# What to work on
Pick out each line in these entries that contains the string "paved".

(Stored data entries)
═══

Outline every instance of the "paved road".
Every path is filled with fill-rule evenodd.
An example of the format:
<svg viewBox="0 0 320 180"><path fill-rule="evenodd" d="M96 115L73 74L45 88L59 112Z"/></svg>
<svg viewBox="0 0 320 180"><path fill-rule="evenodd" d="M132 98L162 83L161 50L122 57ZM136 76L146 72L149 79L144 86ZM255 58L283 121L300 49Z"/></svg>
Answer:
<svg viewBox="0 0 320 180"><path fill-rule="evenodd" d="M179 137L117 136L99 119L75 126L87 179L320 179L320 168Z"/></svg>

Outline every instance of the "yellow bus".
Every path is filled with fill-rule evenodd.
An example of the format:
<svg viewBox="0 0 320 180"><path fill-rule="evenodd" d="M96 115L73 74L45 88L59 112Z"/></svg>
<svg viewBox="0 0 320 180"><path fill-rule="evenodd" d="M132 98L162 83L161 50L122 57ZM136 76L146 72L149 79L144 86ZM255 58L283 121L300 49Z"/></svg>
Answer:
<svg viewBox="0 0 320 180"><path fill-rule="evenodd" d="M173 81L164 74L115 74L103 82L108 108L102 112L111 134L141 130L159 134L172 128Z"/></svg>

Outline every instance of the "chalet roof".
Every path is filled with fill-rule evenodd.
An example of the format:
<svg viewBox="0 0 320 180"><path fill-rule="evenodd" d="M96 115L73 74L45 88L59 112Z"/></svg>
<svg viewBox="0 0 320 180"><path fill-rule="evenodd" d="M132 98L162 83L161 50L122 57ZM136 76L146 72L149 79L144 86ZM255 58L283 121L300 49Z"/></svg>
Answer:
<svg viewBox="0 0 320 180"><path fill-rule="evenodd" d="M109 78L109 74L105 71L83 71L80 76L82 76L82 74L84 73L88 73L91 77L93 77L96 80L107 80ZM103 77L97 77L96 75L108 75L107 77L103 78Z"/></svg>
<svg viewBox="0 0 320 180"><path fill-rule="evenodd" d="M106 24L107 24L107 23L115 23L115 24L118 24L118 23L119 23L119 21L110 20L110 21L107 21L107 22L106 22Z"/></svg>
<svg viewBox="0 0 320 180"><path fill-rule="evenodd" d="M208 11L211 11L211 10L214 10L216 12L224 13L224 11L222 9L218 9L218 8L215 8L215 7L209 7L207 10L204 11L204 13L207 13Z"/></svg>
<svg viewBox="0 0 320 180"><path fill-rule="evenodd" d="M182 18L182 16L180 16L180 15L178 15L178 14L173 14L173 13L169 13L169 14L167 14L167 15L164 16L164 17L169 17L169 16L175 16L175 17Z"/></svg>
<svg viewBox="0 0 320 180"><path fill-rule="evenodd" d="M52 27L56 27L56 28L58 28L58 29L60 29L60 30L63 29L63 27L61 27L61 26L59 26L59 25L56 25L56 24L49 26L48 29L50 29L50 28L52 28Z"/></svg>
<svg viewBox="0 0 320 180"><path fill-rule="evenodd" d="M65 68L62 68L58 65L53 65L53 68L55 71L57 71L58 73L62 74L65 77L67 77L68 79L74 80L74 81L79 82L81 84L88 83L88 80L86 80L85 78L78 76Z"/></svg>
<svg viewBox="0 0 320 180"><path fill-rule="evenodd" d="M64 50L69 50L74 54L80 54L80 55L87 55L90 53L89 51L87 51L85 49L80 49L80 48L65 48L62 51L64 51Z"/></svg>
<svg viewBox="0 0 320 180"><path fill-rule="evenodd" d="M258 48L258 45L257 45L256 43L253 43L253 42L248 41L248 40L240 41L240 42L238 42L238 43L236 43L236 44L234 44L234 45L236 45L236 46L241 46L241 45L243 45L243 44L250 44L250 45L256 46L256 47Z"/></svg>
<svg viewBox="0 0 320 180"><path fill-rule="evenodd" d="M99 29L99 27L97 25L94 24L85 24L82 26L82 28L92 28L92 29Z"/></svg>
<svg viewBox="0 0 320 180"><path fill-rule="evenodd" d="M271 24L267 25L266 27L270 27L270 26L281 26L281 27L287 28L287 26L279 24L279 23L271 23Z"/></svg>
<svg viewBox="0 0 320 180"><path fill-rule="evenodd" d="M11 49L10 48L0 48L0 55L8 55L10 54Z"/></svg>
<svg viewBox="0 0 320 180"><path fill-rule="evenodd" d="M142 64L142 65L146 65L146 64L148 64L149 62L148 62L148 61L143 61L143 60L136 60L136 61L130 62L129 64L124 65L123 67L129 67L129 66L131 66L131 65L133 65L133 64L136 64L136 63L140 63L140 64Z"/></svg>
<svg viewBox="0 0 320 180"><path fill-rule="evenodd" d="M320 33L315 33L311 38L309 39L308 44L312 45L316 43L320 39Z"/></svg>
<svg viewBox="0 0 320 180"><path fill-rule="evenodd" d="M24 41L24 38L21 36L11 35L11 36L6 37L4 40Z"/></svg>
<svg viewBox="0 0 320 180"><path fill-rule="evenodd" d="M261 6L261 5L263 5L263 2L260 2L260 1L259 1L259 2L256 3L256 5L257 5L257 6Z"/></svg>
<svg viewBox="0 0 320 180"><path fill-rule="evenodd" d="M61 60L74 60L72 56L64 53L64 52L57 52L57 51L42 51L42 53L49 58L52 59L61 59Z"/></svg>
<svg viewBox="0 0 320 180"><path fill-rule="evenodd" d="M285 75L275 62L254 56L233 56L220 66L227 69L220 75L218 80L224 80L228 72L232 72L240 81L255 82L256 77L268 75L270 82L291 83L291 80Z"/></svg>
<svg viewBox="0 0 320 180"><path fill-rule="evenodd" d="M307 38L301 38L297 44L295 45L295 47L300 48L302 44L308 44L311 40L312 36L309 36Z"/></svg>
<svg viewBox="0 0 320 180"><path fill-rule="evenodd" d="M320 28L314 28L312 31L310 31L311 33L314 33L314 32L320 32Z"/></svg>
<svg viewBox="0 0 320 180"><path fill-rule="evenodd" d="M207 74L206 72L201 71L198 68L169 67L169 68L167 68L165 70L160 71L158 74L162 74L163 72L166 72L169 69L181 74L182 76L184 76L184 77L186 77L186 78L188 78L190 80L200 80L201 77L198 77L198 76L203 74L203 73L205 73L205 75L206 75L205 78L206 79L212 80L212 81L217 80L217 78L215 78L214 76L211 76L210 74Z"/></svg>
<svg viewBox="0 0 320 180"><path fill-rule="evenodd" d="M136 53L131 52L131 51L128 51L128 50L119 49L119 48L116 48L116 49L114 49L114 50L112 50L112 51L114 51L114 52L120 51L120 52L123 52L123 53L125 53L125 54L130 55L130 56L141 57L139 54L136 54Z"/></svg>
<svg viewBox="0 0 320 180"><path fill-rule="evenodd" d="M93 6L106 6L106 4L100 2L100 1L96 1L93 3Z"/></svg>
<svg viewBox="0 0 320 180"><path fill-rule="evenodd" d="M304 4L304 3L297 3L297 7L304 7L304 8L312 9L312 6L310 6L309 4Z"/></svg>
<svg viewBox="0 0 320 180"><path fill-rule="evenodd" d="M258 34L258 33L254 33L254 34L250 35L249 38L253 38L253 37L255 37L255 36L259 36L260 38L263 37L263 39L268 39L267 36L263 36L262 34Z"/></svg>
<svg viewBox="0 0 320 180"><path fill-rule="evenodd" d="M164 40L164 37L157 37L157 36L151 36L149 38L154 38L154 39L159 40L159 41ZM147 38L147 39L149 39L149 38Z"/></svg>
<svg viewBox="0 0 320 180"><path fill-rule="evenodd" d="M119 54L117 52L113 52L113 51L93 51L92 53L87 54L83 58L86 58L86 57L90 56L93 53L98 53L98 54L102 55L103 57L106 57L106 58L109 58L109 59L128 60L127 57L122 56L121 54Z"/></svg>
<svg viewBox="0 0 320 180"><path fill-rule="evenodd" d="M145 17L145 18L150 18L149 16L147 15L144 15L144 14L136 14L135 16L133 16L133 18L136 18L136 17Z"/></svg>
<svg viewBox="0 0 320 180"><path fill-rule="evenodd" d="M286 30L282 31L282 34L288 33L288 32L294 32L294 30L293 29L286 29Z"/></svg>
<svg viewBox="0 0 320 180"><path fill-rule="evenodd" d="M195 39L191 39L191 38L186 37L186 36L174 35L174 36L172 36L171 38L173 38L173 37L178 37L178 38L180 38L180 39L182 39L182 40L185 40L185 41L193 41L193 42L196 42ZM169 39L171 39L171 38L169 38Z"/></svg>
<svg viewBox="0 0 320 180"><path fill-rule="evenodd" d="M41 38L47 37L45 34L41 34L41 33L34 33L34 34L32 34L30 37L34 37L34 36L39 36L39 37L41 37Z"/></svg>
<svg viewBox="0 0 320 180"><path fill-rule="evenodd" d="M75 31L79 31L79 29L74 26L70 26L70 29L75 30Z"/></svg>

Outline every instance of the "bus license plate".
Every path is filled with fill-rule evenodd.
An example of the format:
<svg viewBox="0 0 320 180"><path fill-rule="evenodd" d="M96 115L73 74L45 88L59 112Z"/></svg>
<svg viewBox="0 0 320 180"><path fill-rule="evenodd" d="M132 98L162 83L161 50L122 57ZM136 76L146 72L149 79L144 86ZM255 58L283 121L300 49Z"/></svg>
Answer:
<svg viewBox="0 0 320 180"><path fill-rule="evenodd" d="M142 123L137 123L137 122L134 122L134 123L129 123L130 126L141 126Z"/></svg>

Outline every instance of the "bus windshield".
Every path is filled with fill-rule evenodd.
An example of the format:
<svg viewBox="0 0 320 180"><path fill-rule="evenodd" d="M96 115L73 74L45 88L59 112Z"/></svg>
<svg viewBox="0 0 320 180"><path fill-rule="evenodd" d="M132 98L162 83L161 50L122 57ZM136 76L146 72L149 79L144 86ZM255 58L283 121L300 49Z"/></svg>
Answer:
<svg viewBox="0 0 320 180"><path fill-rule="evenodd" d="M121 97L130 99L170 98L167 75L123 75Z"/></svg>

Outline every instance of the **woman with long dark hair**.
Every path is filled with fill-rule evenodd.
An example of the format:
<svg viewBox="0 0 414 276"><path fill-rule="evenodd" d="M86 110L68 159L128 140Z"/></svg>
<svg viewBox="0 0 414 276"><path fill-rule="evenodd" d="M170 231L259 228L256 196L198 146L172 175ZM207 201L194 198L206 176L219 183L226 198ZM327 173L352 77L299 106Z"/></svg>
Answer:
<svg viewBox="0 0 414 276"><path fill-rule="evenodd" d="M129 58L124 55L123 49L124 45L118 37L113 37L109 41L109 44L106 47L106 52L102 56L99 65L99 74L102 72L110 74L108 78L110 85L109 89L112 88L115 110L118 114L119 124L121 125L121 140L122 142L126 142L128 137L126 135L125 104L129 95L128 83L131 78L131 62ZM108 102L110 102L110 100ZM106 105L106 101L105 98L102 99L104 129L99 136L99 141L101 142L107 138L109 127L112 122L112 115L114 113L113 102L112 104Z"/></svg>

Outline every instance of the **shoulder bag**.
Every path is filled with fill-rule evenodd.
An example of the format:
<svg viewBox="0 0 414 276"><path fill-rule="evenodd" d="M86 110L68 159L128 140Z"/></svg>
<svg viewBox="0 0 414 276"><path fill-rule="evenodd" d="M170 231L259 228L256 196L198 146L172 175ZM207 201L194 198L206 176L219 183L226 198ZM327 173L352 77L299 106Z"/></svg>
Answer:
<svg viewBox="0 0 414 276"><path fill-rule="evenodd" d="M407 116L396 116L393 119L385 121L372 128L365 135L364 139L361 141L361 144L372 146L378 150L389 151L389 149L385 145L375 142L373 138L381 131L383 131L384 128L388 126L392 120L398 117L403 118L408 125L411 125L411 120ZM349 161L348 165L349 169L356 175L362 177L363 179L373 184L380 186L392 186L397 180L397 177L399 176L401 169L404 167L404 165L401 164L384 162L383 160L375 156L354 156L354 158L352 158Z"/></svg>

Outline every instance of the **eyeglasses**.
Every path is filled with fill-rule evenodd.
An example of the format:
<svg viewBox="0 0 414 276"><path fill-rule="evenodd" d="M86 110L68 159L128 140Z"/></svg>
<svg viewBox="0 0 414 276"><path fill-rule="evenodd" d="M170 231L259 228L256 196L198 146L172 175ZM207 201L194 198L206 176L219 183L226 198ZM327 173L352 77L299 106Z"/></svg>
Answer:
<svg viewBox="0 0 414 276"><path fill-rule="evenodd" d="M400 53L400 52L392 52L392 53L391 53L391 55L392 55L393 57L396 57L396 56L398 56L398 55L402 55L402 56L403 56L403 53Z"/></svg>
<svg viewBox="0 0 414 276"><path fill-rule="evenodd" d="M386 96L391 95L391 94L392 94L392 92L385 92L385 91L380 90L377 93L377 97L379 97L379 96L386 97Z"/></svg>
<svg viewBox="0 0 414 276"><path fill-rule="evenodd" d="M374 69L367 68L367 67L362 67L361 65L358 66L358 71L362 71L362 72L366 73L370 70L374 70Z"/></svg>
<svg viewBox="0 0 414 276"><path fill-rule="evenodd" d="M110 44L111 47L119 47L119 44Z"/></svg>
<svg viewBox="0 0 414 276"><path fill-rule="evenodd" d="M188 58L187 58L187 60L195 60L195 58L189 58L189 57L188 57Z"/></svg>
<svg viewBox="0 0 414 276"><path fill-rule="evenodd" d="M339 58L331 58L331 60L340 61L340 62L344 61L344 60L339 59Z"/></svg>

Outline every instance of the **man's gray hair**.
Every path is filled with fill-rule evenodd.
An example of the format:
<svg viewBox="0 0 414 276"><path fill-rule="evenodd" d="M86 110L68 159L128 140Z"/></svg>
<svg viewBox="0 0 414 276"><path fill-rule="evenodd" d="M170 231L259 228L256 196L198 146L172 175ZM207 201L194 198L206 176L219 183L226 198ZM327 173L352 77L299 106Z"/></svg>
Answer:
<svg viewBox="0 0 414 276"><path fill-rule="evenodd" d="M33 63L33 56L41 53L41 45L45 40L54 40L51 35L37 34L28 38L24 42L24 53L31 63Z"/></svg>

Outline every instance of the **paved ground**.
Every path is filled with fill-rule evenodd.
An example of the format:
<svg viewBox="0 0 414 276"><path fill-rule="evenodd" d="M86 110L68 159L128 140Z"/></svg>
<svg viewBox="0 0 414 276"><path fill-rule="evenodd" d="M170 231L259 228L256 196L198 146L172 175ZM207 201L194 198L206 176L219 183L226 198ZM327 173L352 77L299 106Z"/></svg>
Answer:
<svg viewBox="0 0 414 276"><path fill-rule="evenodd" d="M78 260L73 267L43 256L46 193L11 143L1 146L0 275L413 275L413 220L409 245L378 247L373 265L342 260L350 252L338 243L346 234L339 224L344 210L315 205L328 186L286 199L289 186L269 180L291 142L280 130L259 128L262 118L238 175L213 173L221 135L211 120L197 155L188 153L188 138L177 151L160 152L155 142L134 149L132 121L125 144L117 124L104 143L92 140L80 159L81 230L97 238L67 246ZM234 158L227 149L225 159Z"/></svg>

═══

# Answer below
Outline every instance of the "paved road".
Outline every instance of the **paved ground**.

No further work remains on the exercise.